Giro d'Italia 2017 full route map

Tom Dumoulin (Team Sunweb) won the 2017 Giro d’Italia in nail-biting fashion after over-turning a 53-second deficit on the final day to beat Nairo Quintana (Movistar) into second place.

Dumoulin began the day in fourth place, but the last-day time trial was always likely to play to the Dutchman’s strengths. The only question was whether the 29km course was long enough for Dumoulin to take the win – and whether he had enough left in the tank after a gruelling three-week Grand Tour.

Quintana did enough to hold onto second place, with home favourite Vincenzo Nibali (Bahrain-Merida) having to settle for third.

Also up for grabs on the final day was the white jersey for the best young rider. Adam Yates (Orica-Scott) began the stage in white with a 28-second advantage, but Bob Jungels (Quick-Step Floors) ate up the gap to seize the jersey.

Fernando Gaviria (Quick-Step Floors) took the points jersey after an astonishing Grand Tour debut in which he claimed four sprint victories, while Mikel Landa (Team Sky) rescued a difficult race for Sky with a strong ride for the King of the Mountains.

» **WRITTEN TASKS**
1. In the Giro d'Italia report, how long was the final-day time trial course?
2. Arrange everything in the rows from the line containing "Mark floodlight tower." down to the last line of the rows as a numbered list, leaving out any blank lines.

Saved entries
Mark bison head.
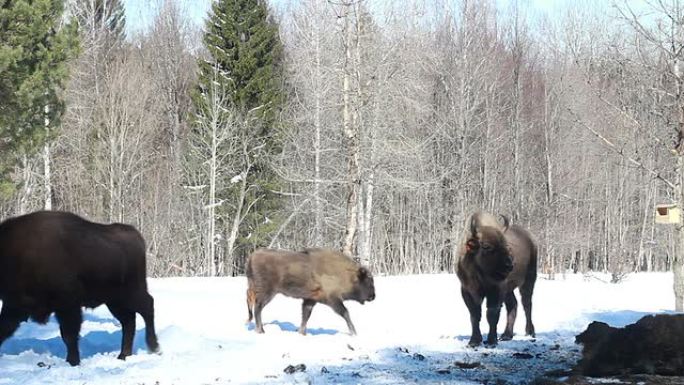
[352,266,375,304]
[466,213,513,281]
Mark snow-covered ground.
[0,274,674,385]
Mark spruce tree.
[193,0,283,271]
[0,0,78,197]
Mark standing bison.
[247,249,375,335]
[0,211,159,365]
[457,212,537,346]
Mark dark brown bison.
[247,249,375,334]
[457,212,537,346]
[575,314,684,377]
[0,211,159,365]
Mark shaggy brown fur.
[457,212,537,346]
[247,249,375,334]
[575,314,684,377]
[0,211,159,365]
[0,211,159,365]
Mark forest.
[0,0,684,284]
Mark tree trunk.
[672,154,684,312]
[43,105,52,210]
[342,4,361,257]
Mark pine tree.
[193,0,283,273]
[0,0,78,197]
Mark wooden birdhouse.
[656,203,681,224]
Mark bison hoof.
[147,343,161,354]
[67,358,81,366]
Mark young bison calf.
[457,212,537,346]
[247,249,375,335]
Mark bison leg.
[330,299,356,336]
[486,293,502,346]
[245,288,256,324]
[55,305,83,366]
[107,303,135,360]
[254,293,275,334]
[520,279,535,337]
[461,289,482,347]
[499,292,518,341]
[299,299,316,336]
[133,292,159,353]
[0,302,28,345]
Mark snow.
[0,273,674,385]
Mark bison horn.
[499,214,510,233]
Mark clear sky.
[123,0,212,34]
[123,0,645,34]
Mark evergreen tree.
[193,0,283,272]
[0,0,78,197]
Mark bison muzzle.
[457,212,537,346]
[0,211,159,365]
[247,249,375,335]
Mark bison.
[457,212,537,347]
[247,249,375,335]
[0,211,159,366]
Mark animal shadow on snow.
[577,310,676,328]
[312,333,579,384]
[0,312,146,358]
[247,321,339,336]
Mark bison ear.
[499,214,511,233]
[466,238,479,253]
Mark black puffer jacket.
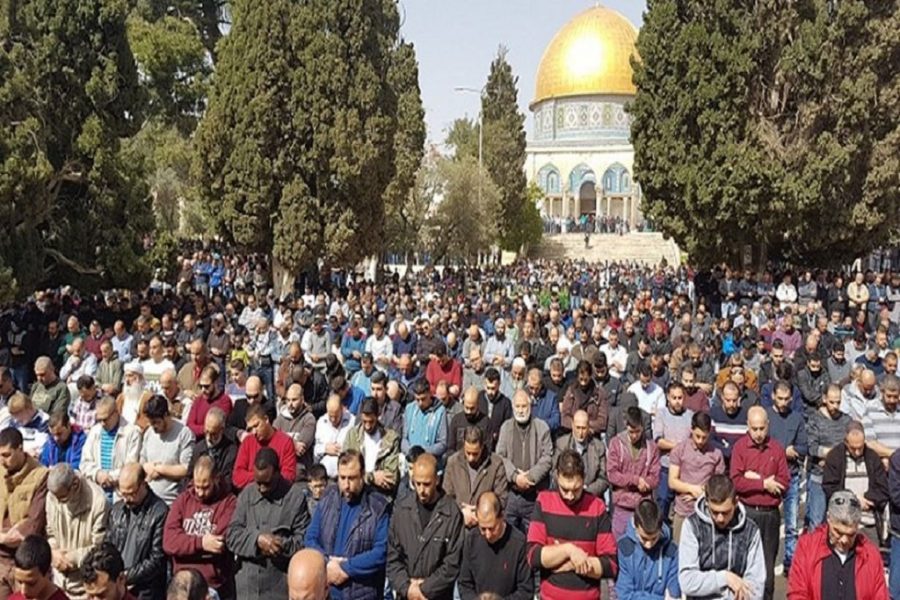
[106,489,169,600]
[387,493,465,600]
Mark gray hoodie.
[678,496,766,600]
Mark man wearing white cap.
[116,360,153,431]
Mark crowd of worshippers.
[0,263,900,600]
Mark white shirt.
[363,429,381,473]
[141,358,175,396]
[628,381,666,415]
[600,344,628,377]
[366,335,394,371]
[313,409,354,479]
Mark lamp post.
[453,86,486,205]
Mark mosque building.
[525,6,642,225]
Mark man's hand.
[326,558,350,585]
[256,533,283,556]
[460,504,478,527]
[406,579,428,600]
[725,571,752,600]
[294,440,307,456]
[372,471,394,490]
[568,544,591,575]
[763,475,784,496]
[201,533,225,554]
[50,548,75,573]
[144,463,159,481]
[516,471,534,491]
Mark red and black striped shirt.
[528,490,618,600]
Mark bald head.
[244,375,262,402]
[747,406,769,445]
[288,548,328,600]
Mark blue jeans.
[784,471,802,571]
[806,477,825,531]
[656,467,675,523]
[888,535,900,598]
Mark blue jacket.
[531,388,560,433]
[41,425,87,471]
[305,486,390,600]
[341,333,366,377]
[400,399,448,461]
[616,519,681,600]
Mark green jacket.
[344,423,400,491]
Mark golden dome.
[532,6,637,105]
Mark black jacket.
[106,489,169,600]
[822,444,890,538]
[387,494,465,600]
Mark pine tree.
[0,0,152,292]
[481,47,539,251]
[631,0,900,265]
[195,0,416,288]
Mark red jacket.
[788,524,888,600]
[163,479,237,597]
[232,429,297,490]
[184,392,234,439]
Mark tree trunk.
[272,254,297,300]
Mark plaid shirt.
[69,391,100,431]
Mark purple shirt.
[669,438,725,517]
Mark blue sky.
[400,0,646,143]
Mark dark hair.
[306,463,328,481]
[463,425,484,445]
[75,375,96,390]
[691,412,712,433]
[81,542,125,583]
[706,473,735,504]
[625,406,644,428]
[166,569,209,600]
[47,410,69,427]
[556,449,584,479]
[15,534,52,575]
[331,373,347,392]
[244,404,269,422]
[253,447,281,473]
[772,379,793,396]
[144,394,169,419]
[0,427,23,450]
[634,498,662,535]
[412,378,431,396]
[359,396,378,415]
[575,360,594,375]
[338,449,366,474]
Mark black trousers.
[746,506,781,600]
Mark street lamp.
[453,86,487,200]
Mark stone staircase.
[530,233,681,265]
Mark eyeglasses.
[831,496,860,508]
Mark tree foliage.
[195,0,421,292]
[428,156,501,262]
[631,0,900,264]
[384,43,428,251]
[0,0,152,291]
[481,47,540,251]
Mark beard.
[122,383,144,404]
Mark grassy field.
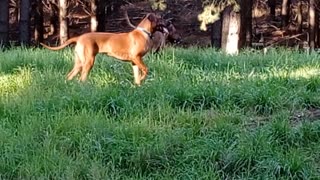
[0,48,320,180]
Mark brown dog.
[124,11,181,52]
[41,13,164,85]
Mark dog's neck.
[137,26,152,39]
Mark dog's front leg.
[132,64,141,85]
[132,58,148,85]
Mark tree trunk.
[221,6,241,54]
[19,0,30,45]
[239,0,252,48]
[297,0,303,33]
[34,0,44,43]
[90,0,98,32]
[211,16,222,49]
[268,0,277,19]
[59,0,68,44]
[97,0,107,32]
[0,0,9,47]
[48,1,59,35]
[281,0,291,27]
[309,0,316,51]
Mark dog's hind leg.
[80,54,95,82]
[67,52,82,80]
[132,57,148,85]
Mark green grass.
[0,48,320,179]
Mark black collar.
[137,26,152,39]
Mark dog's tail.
[124,11,137,29]
[40,37,79,51]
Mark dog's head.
[165,20,182,43]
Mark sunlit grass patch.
[0,48,320,179]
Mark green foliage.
[0,48,320,179]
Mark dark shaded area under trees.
[0,0,320,52]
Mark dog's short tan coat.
[42,13,162,85]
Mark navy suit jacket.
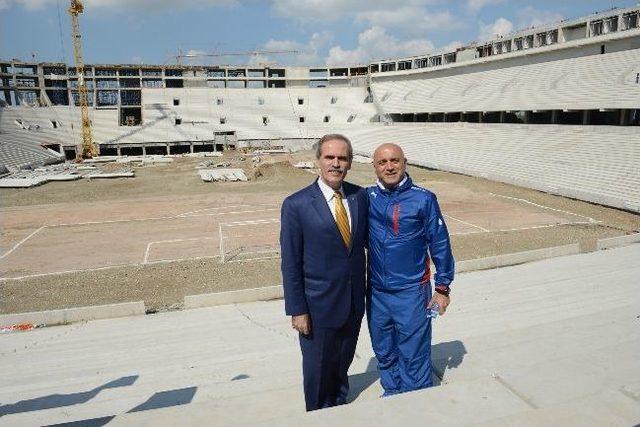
[280,182,368,328]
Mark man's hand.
[427,292,451,316]
[291,314,311,335]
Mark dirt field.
[0,152,640,313]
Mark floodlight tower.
[69,0,98,161]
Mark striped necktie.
[333,191,351,248]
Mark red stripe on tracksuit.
[391,203,400,236]
[420,257,431,285]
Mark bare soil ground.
[0,152,640,313]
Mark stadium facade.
[0,7,640,211]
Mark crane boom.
[69,0,98,161]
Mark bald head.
[373,143,407,189]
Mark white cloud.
[355,5,460,34]
[478,18,513,41]
[467,0,504,13]
[271,0,442,25]
[326,26,434,66]
[518,6,564,28]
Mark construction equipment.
[69,0,98,162]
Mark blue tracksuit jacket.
[367,175,455,290]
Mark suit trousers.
[300,308,362,411]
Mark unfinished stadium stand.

» **ANSWERS BELOW**
1. 29km

2.
1. Mark floodlight tower.
2. [69,0,98,161]
3. Mark striped necktie.
4. [333,191,351,248]
5. Mark red stripe on tracksuit.
6. [391,203,400,236]
7. [420,257,431,285]
8. Mark bare soil ground.
9. [0,152,640,313]
10. Mark stadium facade.
11. [0,7,640,211]
12. Mark crane boom.
13. [69,0,98,161]
14. Mark bald head.
15. [373,143,407,189]
16. Mark white cloud.
17. [355,5,460,34]
18. [478,18,513,41]
19. [467,0,504,13]
20. [271,0,442,25]
21. [326,26,434,66]
22. [518,6,564,28]
23. Mark construction equipment.
24. [69,0,98,162]
25. Mark blue tracksuit jacket.
26. [367,175,455,290]
27. Mark suit trousers.
28. [300,308,362,411]
29. Mark unfinished stadium stand.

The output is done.